Excerpted text
---

Social media’s newest advertising weapon
Native advertising makes brands part of the conversation
November 27, 2012
During the early years of social media, advertising was all about real estate.
Companies placed their messages in small spaces alongside newsfeeds and status updates, hoping to catch users’ eyes.
The problem was that users quickly trained their eyes to stop looking at those locations, tuning out the advertisements.
Going forward, though, social media advertising will be more difficult to ignore.
Sites are increasingly incorporating advertising organically into their content, such as including promotions in a Twitter stream or Facebook newsfeed, making them all but inescapable.
This approach, called native advertising, will help spark a huge increase in social media ad spending over the coming years, as brands push to become part of the conversation rather than just adjacent to it.
A new report from BIA/Kelsey, the Chantilly, Va., local media consulting and research firm, projects that social media advertising will grow from $4.6 billion this year to $9.2 billion by 2016.
Total social media ad spending will grow at a compound rate of 19.2 percent in that span. While social display ads, the traditional format, will increase at a rate of 15.2 percent, native ads will pump along at a growth rate of 26 percent annually.
Native advertising will increase from $1.53 billion this year to $3.85 billion in 2016.
News today seems to support BIA/Kelsey’s bullish outlook for native advertising.
Several analysts raised their outlook for Facebook stock, following six rocky months since its debut, crediting in part new advertising opportunities such as promoted posts, which insert ads directly in users’ newsfeeds.

---

Object position labeling records
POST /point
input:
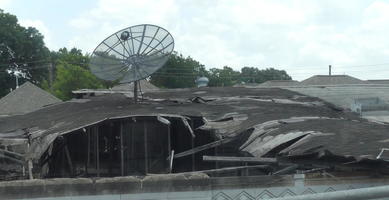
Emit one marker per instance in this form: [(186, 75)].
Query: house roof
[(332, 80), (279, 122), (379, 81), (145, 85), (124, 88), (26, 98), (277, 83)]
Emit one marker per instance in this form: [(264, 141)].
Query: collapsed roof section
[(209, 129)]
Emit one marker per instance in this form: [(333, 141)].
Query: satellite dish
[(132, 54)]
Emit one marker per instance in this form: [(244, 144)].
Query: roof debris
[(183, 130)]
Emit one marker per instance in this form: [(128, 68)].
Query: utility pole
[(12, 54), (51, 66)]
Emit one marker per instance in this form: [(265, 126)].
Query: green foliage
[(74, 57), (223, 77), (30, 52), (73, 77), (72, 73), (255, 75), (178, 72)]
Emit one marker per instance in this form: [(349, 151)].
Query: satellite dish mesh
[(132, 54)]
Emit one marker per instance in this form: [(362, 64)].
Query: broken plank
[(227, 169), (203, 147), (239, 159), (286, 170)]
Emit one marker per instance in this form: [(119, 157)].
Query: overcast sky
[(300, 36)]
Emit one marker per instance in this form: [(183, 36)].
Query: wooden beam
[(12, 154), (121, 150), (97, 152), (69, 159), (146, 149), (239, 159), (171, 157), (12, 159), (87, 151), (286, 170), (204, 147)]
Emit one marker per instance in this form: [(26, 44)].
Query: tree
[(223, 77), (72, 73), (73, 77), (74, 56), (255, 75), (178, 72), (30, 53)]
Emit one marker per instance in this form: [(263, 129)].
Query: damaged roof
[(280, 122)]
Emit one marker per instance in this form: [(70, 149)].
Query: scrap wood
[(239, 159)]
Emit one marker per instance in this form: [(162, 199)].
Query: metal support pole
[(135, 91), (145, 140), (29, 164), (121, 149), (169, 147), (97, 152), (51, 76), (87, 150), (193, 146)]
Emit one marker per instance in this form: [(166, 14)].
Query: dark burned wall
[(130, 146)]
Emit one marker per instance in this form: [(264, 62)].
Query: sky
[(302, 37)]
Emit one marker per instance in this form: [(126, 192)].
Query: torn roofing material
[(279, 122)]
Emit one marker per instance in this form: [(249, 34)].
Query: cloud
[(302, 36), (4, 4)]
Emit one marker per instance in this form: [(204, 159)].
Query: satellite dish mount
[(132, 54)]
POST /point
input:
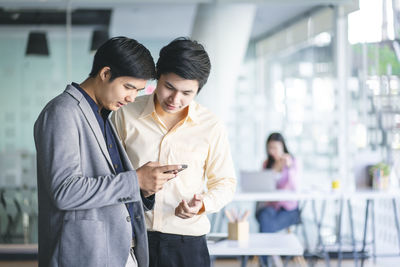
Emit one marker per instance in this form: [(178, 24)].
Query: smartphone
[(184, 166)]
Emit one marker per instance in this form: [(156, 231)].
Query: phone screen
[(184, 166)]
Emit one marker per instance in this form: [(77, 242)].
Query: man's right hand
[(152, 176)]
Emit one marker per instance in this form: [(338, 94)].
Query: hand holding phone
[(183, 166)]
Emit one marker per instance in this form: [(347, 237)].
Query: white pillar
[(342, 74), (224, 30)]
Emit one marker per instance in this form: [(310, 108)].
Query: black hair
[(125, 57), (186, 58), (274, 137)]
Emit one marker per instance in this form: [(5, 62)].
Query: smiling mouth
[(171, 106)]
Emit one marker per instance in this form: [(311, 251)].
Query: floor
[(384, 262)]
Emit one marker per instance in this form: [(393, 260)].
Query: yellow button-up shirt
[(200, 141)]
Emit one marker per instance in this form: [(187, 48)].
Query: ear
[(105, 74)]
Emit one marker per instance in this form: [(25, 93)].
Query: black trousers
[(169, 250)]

---

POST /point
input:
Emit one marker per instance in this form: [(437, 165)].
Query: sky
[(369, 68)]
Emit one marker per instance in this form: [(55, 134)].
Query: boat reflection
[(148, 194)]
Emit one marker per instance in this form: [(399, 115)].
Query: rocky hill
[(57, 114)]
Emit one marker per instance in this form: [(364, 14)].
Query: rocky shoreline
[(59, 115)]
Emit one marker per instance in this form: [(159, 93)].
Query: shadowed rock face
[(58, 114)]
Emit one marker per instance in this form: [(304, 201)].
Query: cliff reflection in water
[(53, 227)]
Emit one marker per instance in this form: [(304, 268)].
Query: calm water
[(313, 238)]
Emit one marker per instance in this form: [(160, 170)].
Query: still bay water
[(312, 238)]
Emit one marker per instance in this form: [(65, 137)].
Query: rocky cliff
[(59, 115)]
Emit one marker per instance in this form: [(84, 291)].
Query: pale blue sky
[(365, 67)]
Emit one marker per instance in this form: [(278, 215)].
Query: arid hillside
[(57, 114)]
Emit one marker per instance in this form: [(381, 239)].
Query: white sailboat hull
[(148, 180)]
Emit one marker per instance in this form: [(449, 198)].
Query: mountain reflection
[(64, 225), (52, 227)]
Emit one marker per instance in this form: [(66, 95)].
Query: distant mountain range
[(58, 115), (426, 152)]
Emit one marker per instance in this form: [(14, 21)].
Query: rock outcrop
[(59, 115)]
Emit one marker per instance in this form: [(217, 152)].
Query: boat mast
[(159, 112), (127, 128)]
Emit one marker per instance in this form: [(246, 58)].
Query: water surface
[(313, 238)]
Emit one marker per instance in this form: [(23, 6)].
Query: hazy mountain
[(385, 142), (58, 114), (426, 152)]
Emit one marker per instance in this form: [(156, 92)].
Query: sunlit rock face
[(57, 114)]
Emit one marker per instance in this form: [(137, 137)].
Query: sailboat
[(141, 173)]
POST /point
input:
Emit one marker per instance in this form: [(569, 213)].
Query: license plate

---

What this task involves
Turn the paragraph of the native advertising article that starts "Total social media ad spending" into a short bulleted list with its growth figures. The records are not required for this task.

Exercise response
- Total social media ad spending: 19.2 percent compound growth over the period
- Social display ads (the traditional format): 15.2 percent growth
- Native ads: 26 percent annual growth